- _Prompt_
Nothing but the lines from the one with "Could you point at the ocean" through the last line of the data should be restated, each word for word.

- _Records supplied_

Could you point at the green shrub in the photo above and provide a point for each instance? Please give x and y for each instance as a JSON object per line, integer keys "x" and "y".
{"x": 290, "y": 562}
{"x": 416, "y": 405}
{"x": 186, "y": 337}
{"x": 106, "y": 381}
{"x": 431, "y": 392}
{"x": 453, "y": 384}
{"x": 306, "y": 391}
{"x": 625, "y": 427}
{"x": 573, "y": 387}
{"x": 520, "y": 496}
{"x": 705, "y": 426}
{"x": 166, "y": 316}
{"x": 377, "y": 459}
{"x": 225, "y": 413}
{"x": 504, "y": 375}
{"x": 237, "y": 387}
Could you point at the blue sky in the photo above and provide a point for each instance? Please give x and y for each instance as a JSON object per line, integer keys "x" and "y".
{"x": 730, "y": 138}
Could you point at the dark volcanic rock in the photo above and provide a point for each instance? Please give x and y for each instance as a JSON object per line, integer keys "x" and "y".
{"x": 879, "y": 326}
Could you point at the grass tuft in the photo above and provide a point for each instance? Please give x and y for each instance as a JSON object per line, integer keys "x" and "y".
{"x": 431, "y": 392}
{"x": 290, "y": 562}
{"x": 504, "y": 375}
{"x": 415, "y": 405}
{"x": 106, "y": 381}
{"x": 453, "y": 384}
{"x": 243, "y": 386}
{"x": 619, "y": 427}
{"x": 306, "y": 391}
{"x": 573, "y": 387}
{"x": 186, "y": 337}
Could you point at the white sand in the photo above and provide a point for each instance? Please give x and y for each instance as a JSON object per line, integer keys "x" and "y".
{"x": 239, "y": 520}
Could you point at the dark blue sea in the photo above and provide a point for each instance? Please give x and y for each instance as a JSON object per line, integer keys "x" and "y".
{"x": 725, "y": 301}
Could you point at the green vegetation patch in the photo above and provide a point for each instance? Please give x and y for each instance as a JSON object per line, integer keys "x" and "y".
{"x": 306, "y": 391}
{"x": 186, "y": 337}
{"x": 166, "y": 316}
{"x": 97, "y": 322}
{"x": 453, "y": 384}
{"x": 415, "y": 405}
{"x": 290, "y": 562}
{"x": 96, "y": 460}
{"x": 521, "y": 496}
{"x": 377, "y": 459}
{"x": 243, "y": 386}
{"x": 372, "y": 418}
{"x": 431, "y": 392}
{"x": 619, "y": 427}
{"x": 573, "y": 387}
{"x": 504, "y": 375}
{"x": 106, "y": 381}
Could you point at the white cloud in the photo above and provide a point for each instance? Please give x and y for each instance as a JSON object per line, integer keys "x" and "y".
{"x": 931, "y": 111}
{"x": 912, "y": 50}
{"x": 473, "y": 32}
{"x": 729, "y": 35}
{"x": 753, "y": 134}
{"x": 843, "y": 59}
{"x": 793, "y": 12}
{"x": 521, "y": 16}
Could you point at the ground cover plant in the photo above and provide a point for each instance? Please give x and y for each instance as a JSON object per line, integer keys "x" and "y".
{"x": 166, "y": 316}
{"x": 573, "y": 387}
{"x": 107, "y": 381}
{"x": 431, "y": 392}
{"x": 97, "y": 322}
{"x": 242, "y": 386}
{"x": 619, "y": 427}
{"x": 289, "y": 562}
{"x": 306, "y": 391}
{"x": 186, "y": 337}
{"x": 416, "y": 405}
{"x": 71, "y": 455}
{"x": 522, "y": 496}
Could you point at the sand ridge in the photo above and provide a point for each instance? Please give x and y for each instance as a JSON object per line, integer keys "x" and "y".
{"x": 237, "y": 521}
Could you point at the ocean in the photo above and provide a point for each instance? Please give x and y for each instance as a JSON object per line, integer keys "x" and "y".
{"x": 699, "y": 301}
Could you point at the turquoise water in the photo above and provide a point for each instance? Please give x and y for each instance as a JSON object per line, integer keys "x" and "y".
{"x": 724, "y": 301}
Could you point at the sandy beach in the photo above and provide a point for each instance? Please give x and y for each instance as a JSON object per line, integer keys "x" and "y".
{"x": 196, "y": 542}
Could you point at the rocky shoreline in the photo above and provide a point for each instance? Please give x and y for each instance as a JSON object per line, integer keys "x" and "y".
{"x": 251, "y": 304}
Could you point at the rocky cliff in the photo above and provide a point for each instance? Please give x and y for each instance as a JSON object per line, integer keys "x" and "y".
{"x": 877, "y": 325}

- _Written answer_
Could you point at the ocean in the photo above and provide a point for each instance? Please give x and y for each instance as a JSON object per line, integer keys "x" and "y".
{"x": 699, "y": 301}
Could you point at the turquoise water in the photo above and provide a point for each instance? Please give x and y for each instance as a JSON object per line, integer keys "x" and "y".
{"x": 724, "y": 301}
Could you point at the sandy beach in the photo above and provide a point for each instance? Please give x and y for each instance as a JSON object per line, integer keys "x" and "y".
{"x": 196, "y": 542}
Could you point at the rocky shoreline in the photo above and provide a point for each instance? Please give x and y for each instance as a JSON object per line, integer keys "x" and "y".
{"x": 251, "y": 304}
Could you point at the rocky cliff in the photo above and provide a point for each instance? Please give x and y for each instance as a JSON object per line, integer keys "x" and "y".
{"x": 877, "y": 325}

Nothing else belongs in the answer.